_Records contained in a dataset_

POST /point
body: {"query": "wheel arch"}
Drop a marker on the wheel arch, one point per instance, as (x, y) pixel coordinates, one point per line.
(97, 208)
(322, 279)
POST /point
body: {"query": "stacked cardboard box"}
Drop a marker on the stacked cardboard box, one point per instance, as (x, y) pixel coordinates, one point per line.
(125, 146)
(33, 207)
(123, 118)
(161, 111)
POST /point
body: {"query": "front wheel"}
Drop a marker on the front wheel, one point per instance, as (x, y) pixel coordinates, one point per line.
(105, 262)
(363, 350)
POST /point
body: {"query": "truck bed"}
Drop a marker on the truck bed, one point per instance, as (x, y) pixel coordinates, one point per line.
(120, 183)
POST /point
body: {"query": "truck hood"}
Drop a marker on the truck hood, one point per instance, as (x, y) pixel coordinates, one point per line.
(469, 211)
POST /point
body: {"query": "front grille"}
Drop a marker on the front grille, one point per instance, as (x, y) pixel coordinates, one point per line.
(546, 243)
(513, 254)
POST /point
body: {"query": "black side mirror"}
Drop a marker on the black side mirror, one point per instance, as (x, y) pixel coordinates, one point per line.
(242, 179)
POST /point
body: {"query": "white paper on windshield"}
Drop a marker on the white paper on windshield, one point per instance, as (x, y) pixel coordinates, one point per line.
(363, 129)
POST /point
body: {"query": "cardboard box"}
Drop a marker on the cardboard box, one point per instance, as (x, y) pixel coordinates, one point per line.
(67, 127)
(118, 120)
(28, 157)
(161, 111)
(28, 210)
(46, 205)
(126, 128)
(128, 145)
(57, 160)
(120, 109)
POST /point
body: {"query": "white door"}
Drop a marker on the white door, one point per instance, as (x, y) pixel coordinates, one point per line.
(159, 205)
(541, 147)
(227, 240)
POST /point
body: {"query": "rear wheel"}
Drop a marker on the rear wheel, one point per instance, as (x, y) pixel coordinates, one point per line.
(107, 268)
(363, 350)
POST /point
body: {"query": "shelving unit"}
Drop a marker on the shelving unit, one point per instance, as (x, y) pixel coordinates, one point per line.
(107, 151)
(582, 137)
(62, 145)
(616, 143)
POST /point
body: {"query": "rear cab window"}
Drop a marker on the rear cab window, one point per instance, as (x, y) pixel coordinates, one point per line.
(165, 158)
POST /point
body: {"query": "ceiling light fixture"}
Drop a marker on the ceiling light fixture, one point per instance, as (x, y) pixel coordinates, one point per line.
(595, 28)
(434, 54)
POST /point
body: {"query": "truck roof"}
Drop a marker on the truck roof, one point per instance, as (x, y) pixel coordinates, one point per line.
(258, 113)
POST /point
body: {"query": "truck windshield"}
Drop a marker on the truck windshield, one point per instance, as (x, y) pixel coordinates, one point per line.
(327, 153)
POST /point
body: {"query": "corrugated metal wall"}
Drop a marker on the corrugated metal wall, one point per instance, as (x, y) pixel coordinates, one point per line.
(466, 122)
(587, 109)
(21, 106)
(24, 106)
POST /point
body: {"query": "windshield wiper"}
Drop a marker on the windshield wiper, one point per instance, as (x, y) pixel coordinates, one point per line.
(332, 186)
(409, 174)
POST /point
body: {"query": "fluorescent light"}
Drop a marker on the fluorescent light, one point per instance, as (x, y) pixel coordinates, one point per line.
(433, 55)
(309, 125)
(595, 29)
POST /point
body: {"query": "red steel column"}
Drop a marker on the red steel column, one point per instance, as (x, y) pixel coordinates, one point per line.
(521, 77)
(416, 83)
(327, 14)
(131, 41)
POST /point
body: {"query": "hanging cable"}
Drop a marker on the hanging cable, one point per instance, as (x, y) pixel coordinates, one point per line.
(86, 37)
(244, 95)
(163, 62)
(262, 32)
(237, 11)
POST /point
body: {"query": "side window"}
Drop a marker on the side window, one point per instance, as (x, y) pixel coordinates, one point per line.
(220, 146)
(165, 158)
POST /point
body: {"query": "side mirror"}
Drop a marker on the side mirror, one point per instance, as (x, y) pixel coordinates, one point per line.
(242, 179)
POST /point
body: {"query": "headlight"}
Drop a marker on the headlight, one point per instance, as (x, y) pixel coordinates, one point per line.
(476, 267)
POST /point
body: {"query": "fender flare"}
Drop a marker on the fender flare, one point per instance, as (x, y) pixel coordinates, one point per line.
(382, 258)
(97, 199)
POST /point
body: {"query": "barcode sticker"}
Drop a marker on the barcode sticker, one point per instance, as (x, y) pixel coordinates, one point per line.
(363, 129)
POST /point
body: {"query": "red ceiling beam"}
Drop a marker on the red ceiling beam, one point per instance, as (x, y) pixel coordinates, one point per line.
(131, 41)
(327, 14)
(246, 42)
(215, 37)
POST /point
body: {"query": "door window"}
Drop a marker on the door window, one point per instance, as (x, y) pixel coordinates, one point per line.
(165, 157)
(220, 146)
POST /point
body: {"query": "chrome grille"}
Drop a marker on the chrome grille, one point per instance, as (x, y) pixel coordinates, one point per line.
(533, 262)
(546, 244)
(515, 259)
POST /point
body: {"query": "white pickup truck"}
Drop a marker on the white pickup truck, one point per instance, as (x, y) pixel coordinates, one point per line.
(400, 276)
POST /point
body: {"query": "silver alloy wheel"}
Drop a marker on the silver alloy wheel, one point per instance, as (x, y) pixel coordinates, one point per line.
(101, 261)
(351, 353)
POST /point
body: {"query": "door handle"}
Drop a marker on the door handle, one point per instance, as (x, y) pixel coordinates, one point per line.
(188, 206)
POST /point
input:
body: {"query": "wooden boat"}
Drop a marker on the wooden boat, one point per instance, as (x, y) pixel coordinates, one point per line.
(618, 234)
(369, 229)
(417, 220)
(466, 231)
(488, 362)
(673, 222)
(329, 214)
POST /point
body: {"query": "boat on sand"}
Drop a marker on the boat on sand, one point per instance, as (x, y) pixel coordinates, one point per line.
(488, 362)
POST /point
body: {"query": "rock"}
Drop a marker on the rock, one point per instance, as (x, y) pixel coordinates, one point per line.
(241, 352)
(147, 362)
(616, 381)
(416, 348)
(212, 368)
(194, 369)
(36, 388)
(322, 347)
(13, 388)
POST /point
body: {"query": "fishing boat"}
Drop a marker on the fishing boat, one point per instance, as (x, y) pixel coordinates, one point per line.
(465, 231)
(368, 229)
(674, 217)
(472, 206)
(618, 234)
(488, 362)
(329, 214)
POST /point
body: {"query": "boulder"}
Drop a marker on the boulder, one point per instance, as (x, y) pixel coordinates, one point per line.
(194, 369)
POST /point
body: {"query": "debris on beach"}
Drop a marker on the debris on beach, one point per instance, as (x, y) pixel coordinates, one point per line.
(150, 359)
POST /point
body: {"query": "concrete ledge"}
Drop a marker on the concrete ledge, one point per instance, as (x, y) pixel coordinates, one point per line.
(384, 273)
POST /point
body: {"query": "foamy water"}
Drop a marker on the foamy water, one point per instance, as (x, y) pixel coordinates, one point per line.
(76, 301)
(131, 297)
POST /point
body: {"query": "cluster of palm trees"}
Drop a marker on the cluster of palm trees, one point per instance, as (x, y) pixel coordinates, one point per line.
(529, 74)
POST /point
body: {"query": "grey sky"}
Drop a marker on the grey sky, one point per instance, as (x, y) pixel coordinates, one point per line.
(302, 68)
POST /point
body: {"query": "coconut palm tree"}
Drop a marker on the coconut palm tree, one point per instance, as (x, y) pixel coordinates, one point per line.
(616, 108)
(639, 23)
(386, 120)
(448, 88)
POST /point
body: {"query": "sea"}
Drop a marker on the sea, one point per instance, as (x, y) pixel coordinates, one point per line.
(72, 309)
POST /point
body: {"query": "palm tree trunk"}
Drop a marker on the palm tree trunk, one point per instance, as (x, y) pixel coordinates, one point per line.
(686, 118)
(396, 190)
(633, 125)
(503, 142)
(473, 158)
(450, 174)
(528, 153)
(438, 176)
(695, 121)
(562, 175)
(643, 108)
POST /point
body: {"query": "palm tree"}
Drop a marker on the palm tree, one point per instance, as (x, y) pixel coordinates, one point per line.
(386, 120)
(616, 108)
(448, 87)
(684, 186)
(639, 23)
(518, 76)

_Required work_
Output nothing but the lines from the one with "Drop a marker on the palm tree, one" through the last line above, each exactly as it stands.

_Task solution_
Drop a marker on the palm tree, one point per instance, as (x, y) pixel coordinates, one point per line.
(386, 120)
(616, 108)
(448, 87)
(684, 186)
(639, 23)
(518, 76)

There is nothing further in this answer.